##### DATASET EXTRACT #####
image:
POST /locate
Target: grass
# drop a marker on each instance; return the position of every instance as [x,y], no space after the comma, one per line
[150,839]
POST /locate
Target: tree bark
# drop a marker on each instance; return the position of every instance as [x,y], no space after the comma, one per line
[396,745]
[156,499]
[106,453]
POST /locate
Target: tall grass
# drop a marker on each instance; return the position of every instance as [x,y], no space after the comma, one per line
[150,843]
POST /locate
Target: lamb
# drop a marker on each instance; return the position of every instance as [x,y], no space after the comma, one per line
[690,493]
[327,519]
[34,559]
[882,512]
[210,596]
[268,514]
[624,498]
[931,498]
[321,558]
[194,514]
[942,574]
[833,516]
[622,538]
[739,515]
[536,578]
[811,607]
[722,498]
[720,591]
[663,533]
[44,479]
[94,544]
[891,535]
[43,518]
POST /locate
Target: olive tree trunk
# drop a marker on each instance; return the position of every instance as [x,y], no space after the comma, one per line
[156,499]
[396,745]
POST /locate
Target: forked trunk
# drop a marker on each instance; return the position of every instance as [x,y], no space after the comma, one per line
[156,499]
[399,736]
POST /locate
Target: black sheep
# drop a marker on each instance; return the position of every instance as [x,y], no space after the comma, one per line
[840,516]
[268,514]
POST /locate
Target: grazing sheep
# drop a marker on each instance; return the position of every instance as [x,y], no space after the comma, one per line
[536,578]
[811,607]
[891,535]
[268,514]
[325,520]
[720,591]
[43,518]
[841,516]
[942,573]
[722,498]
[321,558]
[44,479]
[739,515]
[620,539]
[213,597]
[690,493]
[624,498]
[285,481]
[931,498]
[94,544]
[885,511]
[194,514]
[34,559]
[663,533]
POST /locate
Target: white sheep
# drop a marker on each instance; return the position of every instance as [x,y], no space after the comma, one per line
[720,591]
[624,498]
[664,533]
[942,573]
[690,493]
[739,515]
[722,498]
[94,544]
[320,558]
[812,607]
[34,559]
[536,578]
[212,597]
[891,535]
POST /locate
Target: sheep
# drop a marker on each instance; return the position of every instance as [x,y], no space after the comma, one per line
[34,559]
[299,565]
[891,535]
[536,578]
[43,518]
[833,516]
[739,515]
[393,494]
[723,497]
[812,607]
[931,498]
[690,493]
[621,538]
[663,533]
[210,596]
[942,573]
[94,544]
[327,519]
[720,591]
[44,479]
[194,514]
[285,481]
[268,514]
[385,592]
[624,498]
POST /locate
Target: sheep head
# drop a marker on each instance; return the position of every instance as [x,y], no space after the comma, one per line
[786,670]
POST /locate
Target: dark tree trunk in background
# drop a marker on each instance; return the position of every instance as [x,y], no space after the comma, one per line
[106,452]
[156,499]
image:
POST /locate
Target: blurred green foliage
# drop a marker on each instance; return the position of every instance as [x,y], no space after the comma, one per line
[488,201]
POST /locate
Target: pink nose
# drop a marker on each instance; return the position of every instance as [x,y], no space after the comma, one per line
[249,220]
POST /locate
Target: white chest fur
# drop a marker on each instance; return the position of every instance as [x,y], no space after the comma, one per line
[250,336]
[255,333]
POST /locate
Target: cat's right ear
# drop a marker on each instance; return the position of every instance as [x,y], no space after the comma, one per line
#####
WORK TO BE COMPLETED:
Your answer should be the whole listing above, repeated exactly as it appears.

ANSWER SPACE:
image:
POST /locate
Target: grass
# drop a marker on each instance; return the position of every instance as [x,y], no space after the comma, one per line
[150,839]
POST /locate
Target: tree bark
# drop a marker on each instance; return the position of every instance as [x,y], no space after the comma, one per line
[396,745]
[156,499]
[106,453]
POST /locate
Target: tall grass
# drop a marker on each instance; return the position of every instance as [x,y], no space after the comma, one per line
[150,843]
POST /locate
Target: lamb
# drop a marker on each instance; return the position of every instance as [x,y], no space after the comma, one per line
[690,493]
[327,519]
[34,559]
[882,512]
[210,596]
[268,514]
[624,498]
[931,498]
[321,558]
[194,514]
[942,574]
[833,516]
[622,538]
[739,515]
[536,578]
[811,607]
[722,498]
[720,591]
[663,533]
[44,479]
[94,544]
[891,535]
[43,518]
POST /locate
Target: olive tree trunk
# drop a marker on each instance; return the position of every instance as [x,y], no space after the comma, one per line
[156,499]
[396,745]
POST /locate
Target: forked trunk
# drop a marker on each instance; return the position of every instance as [x,y], no space after the comma, one per line
[156,499]
[399,736]
POST /locate
Target: black sheep
# drop a marker on each instance; return the position of every instance as [x,y], no space after the comma, one per line
[840,516]
[268,514]
POST /locate
Target: grazing sheep
# drop a marker on each instance; return the position of every instance as [x,y], no space after the comma, one per line
[536,578]
[811,607]
[891,535]
[268,514]
[325,520]
[720,591]
[43,518]
[841,516]
[942,573]
[722,498]
[321,558]
[44,479]
[739,515]
[620,539]
[213,597]
[690,493]
[624,498]
[285,481]
[931,498]
[94,544]
[885,511]
[194,514]
[34,559]
[663,533]
POST /locate
Target: white sheep
# drop a marker on each instance; return the position of every instance as [x,y], no space after the comma, one per line
[720,591]
[624,498]
[664,533]
[942,573]
[690,493]
[739,515]
[722,498]
[94,544]
[320,558]
[812,607]
[34,559]
[536,578]
[212,597]
[891,535]
POST /locate
Target: sheep
# drop a marker on each instance; return the position of every instance as [x,y], no space after the comma, one per line
[34,559]
[299,565]
[891,535]
[536,578]
[43,518]
[833,516]
[739,515]
[393,494]
[723,497]
[812,607]
[931,498]
[690,493]
[621,538]
[663,533]
[210,596]
[942,573]
[94,544]
[327,519]
[720,591]
[44,479]
[194,514]
[285,481]
[268,514]
[385,592]
[624,498]
POST /locate
Target: sheep head
# drop a marker on each instance; return the position of every instance as [x,y], no space after the comma, one per line
[786,670]
POST /locate
Target: dark tree trunk in background
# drop a marker on each instance; return the position of every instance as [x,y], no space after the comma, one per line
[106,452]
[156,499]
image:
POST /locate
Target: blurred green foliage
# drop a marker on each instance; return the position of every instance as [x,y], no space after the comma, one per line
[488,201]
POST /locate
Target: pink nose
# drop a marker on each instance; return the position of every instance as [x,y], no space after the comma, one per line
[249,220]
POST /locate
Target: white chest fur
# drop a marker on each instance; return the position of every instance as [x,y], no space after the comma, one per line
[250,336]
[255,333]
POST /locate
Target: cat's right ear
# drop a marker on each instance; return the position of every instance as [x,y], no space after the comma, one per line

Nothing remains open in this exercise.